Mask labeling samples:
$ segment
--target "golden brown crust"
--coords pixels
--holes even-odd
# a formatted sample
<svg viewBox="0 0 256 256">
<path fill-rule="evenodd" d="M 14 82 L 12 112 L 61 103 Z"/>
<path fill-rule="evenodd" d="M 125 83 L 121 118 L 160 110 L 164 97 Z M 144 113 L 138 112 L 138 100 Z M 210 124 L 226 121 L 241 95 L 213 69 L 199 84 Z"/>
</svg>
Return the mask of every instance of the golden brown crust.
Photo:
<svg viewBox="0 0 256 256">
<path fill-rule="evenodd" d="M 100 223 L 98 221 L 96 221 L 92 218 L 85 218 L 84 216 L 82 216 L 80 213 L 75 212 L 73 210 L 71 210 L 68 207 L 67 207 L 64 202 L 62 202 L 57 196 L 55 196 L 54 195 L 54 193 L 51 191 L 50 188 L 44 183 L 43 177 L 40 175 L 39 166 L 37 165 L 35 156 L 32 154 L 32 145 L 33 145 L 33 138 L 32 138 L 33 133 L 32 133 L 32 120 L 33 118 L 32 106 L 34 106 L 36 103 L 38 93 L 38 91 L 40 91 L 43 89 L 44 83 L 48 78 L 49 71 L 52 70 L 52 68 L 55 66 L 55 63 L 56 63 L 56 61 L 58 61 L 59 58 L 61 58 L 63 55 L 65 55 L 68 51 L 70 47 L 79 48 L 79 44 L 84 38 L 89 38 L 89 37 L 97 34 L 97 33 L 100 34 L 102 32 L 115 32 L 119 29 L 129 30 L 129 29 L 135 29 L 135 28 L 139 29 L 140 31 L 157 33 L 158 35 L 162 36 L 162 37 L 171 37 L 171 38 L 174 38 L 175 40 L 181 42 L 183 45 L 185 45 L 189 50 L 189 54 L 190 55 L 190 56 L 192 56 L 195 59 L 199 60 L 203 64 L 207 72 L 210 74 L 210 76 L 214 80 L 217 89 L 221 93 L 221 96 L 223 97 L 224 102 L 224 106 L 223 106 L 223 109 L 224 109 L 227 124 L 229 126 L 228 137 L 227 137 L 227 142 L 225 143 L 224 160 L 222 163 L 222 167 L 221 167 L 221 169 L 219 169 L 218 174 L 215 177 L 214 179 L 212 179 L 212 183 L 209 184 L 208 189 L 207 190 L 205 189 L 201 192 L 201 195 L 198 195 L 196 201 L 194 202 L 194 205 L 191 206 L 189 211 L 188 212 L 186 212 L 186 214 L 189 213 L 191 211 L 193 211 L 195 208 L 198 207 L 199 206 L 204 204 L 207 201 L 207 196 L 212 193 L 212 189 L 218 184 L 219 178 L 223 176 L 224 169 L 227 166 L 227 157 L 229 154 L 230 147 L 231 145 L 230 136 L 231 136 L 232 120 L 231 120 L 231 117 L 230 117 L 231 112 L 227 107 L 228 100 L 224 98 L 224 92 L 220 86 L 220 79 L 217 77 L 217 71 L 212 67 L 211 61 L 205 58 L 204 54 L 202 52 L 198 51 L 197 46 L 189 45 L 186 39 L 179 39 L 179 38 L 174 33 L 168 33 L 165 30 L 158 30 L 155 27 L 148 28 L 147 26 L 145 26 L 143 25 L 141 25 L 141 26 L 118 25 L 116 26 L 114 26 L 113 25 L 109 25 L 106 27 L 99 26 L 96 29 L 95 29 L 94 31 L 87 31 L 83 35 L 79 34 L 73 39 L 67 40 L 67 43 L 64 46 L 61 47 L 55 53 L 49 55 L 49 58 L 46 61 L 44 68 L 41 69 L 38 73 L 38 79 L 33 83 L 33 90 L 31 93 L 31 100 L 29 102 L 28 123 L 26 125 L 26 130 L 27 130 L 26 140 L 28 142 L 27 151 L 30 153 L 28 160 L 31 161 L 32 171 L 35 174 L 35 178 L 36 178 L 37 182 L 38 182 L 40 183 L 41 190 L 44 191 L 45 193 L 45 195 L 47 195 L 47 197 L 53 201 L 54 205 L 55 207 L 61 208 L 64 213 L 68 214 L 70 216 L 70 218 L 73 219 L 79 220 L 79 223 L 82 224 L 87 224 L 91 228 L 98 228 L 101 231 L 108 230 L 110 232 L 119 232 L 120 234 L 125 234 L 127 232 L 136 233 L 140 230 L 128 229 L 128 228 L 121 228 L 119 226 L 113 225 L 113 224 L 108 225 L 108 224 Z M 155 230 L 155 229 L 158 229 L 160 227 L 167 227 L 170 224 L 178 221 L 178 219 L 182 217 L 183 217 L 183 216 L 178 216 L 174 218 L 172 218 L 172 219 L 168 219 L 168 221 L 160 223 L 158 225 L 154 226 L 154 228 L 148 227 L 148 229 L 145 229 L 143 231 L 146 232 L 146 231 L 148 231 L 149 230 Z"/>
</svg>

What needs to be done
Print all of the lines above without any changes.

Problem solution
$ segment
--target "golden brown crust"
--coords pixels
--holes even-odd
# a formatted sample
<svg viewBox="0 0 256 256">
<path fill-rule="evenodd" d="M 14 82 L 12 112 L 61 103 Z"/>
<path fill-rule="evenodd" d="M 125 83 L 121 118 L 160 110 L 164 97 Z M 144 113 L 138 112 L 138 100 Z M 210 124 L 226 121 L 241 95 L 213 69 L 199 84 Z"/>
</svg>
Return the mask of every instance of the golden brown crust.
Photo:
<svg viewBox="0 0 256 256">
<path fill-rule="evenodd" d="M 100 223 L 98 221 L 96 221 L 92 218 L 85 218 L 84 216 L 82 216 L 80 213 L 75 212 L 73 210 L 71 210 L 68 207 L 67 207 L 64 202 L 62 202 L 57 196 L 55 196 L 54 195 L 54 193 L 51 191 L 50 188 L 44 183 L 43 177 L 40 175 L 39 166 L 37 165 L 35 156 L 32 154 L 32 145 L 33 145 L 33 138 L 32 138 L 33 133 L 32 133 L 32 120 L 33 118 L 32 106 L 34 106 L 36 103 L 38 93 L 38 91 L 40 91 L 43 89 L 44 83 L 48 78 L 49 71 L 52 70 L 52 68 L 55 66 L 55 63 L 56 63 L 56 61 L 58 61 L 59 58 L 61 58 L 63 55 L 65 55 L 68 51 L 70 47 L 79 48 L 79 44 L 84 38 L 89 38 L 89 37 L 97 34 L 97 33 L 100 34 L 102 32 L 115 32 L 119 29 L 129 30 L 129 29 L 135 29 L 135 28 L 139 29 L 140 31 L 157 33 L 158 35 L 162 36 L 162 37 L 171 37 L 171 38 L 174 38 L 175 40 L 181 42 L 183 45 L 185 45 L 189 50 L 189 54 L 190 55 L 190 56 L 192 56 L 195 59 L 199 60 L 203 64 L 207 72 L 210 74 L 210 76 L 214 80 L 217 89 L 221 93 L 221 96 L 223 97 L 224 102 L 224 106 L 223 106 L 223 109 L 224 109 L 227 124 L 229 126 L 228 137 L 227 137 L 227 142 L 225 143 L 224 160 L 222 163 L 222 167 L 221 167 L 221 169 L 219 169 L 218 174 L 215 177 L 214 179 L 212 179 L 212 183 L 209 184 L 208 189 L 207 190 L 205 189 L 201 192 L 201 195 L 198 195 L 196 201 L 194 202 L 194 205 L 191 206 L 189 211 L 188 212 L 186 212 L 186 214 L 189 213 L 191 211 L 193 211 L 195 208 L 198 207 L 199 206 L 204 204 L 207 201 L 207 196 L 212 193 L 212 189 L 218 184 L 219 178 L 223 176 L 224 169 L 227 166 L 227 157 L 229 154 L 230 147 L 231 145 L 230 136 L 231 136 L 232 120 L 231 120 L 231 117 L 230 117 L 231 112 L 227 107 L 228 100 L 224 98 L 224 92 L 220 86 L 220 79 L 217 77 L 217 71 L 212 67 L 211 61 L 205 58 L 204 54 L 202 52 L 198 51 L 197 46 L 189 45 L 186 39 L 179 39 L 179 38 L 174 33 L 168 33 L 165 30 L 158 30 L 155 27 L 148 28 L 147 26 L 145 26 L 143 25 L 141 25 L 141 26 L 118 25 L 116 26 L 114 26 L 113 25 L 109 25 L 106 27 L 99 26 L 96 29 L 95 29 L 94 31 L 87 31 L 83 35 L 79 34 L 73 39 L 67 40 L 67 43 L 64 46 L 61 47 L 55 53 L 49 55 L 49 58 L 46 61 L 44 68 L 41 69 L 38 73 L 38 79 L 33 83 L 33 90 L 31 93 L 31 100 L 29 102 L 28 123 L 26 125 L 26 130 L 27 130 L 26 140 L 28 142 L 27 151 L 30 153 L 28 160 L 31 161 L 32 171 L 35 174 L 35 178 L 36 178 L 37 182 L 38 182 L 40 183 L 41 190 L 44 191 L 45 193 L 45 195 L 47 195 L 47 197 L 53 201 L 54 205 L 55 207 L 61 208 L 64 213 L 68 214 L 70 216 L 70 218 L 73 219 L 79 220 L 79 223 L 82 224 L 87 224 L 91 228 L 98 228 L 101 231 L 108 230 L 110 232 L 119 232 L 120 234 L 125 234 L 127 232 L 136 233 L 140 230 L 128 229 L 128 228 L 121 228 L 119 226 L 113 225 L 113 224 L 108 225 L 108 224 Z M 155 230 L 155 229 L 158 229 L 160 227 L 167 227 L 170 224 L 178 221 L 178 219 L 182 217 L 183 217 L 183 216 L 178 216 L 174 218 L 172 218 L 172 219 L 168 219 L 168 221 L 160 223 L 158 225 L 154 226 L 154 228 L 148 227 L 148 229 L 145 229 L 143 231 L 146 232 L 146 231 L 148 231 L 149 230 Z"/>
</svg>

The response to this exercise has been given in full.